**What the exercise asks:** Please copy out every line of the material below word for word, with no changes.
+ + +
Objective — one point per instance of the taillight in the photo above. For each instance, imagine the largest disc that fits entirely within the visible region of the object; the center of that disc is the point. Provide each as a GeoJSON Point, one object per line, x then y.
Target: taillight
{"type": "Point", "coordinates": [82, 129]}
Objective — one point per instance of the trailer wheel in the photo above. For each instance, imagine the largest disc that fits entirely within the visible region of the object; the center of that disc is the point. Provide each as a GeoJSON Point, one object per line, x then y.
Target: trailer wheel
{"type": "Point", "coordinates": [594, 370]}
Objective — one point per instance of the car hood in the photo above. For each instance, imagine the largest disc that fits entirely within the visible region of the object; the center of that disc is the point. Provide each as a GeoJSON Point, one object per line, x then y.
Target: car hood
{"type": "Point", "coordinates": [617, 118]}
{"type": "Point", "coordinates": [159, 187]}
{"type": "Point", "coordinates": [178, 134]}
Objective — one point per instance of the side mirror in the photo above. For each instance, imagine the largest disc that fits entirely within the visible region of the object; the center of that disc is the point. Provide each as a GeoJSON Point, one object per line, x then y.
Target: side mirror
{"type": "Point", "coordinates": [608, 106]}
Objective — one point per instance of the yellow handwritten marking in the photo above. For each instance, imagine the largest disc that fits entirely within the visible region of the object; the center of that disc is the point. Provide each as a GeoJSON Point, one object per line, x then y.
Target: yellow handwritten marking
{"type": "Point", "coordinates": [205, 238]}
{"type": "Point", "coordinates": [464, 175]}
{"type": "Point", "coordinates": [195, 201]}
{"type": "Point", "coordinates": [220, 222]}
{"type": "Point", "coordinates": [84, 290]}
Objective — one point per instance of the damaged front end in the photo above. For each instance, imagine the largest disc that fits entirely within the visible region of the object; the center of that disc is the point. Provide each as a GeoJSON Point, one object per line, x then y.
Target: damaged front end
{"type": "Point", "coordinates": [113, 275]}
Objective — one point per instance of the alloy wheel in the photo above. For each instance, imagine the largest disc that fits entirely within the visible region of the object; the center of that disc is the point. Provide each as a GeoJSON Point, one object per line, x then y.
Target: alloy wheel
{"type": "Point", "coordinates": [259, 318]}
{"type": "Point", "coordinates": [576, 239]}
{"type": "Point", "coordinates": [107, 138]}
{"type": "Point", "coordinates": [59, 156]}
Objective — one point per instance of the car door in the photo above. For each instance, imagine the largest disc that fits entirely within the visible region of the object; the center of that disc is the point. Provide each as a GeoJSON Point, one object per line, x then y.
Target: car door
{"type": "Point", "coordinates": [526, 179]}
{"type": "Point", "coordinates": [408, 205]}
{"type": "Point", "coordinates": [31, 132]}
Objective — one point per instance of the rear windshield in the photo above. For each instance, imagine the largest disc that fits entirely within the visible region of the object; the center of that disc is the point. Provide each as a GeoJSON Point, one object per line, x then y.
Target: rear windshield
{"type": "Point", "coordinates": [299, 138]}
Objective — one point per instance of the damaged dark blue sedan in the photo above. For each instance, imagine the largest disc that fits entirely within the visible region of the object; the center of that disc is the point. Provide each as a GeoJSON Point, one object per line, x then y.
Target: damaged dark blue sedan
+ + +
**Complete output:**
Objective — one point per instance of the taillight in the photo above. For each instance, imagine the largest disc that fits entirely within the visible region of the object; the center of that disc is the point. Provide each as a GeoJSON Point, one object per line, x then y.
Target: taillight
{"type": "Point", "coordinates": [82, 129]}
Objective — one point per instance of the trailer wheel in the photo above. For each instance, imagine the largest disc that fits entirely within the visible region of the object; the center of that disc is the point. Provide each as a GeoJSON Point, one object per line, x then y.
Target: trailer wheel
{"type": "Point", "coordinates": [594, 370]}
Objective — one point per instance of the car hood in the photo above. For each instance, imagine the largest disc that fits entirely within the visible region of the object; the center of that disc is the point. Provide each as a GeoJSON Point, one object per line, x then y.
Target: car hood
{"type": "Point", "coordinates": [617, 118]}
{"type": "Point", "coordinates": [159, 187]}
{"type": "Point", "coordinates": [178, 134]}
Objective — one point per instance of the side mirror in the photo above. For each instance, imagine the largest disc that fits entirely within the visible region of the object; the center of that disc is the point. Provide each as a GeoJSON Point, one object per line, x then y.
Target: side mirror
{"type": "Point", "coordinates": [608, 106]}
Objective — one point per instance of the yellow handwritten marking in the photo above. For each instance, imagine the largest disc that fits entirely within the visible region of the object; the center of that disc is the point. Provide each as a GeoJSON Point, one object per line, x then y.
Target: yellow handwritten marking
{"type": "Point", "coordinates": [205, 238]}
{"type": "Point", "coordinates": [464, 175]}
{"type": "Point", "coordinates": [195, 201]}
{"type": "Point", "coordinates": [220, 222]}
{"type": "Point", "coordinates": [84, 290]}
Objective — one point per instance of the damaged front end in the photo above. For each instance, imagine the largest disc that fits entirely within the visible region of the object; the center of that disc is the point. Provide each as a GeoJSON Point, one object per line, x then y.
Target: damaged front end
{"type": "Point", "coordinates": [113, 275]}
Objective — one point per instance of the alloy wheel in the photo above. For each instance, imagine the largest disc that fits entirely within the visible region of the object; the center of that disc is the point. Provide each as a GeoJSON Point, one object per line, x then y.
Target: alloy wheel
{"type": "Point", "coordinates": [259, 318]}
{"type": "Point", "coordinates": [576, 239]}
{"type": "Point", "coordinates": [107, 138]}
{"type": "Point", "coordinates": [59, 156]}
Objective — one point per instance of the car door in the photo above. For each instance, imagine the largest disc that fits entirely within the visible region of the object; the center of that disc is the point. Provide each as a GeoJSON Point, one object per line, x then y.
Target: car door
{"type": "Point", "coordinates": [526, 179]}
{"type": "Point", "coordinates": [408, 205]}
{"type": "Point", "coordinates": [31, 132]}
Objective — one point per instance of the rear windshield in the photo above. For each instance, imagine the largest disc that fits entirely within the visible region of the object; the center of that disc is the point. Provide each as a GeoJSON Point, one object per line, x then y.
Target: rear windshield
{"type": "Point", "coordinates": [299, 138]}
Objective — one point per instance of the damaged dark blue sedan in the photo above. For each instance, imagine the largest disc that fits entirely within the visible region of the object; the center of that disc is the point. Provide each as a GeoJSON Point, one object per line, x then y.
Target: damaged dark blue sedan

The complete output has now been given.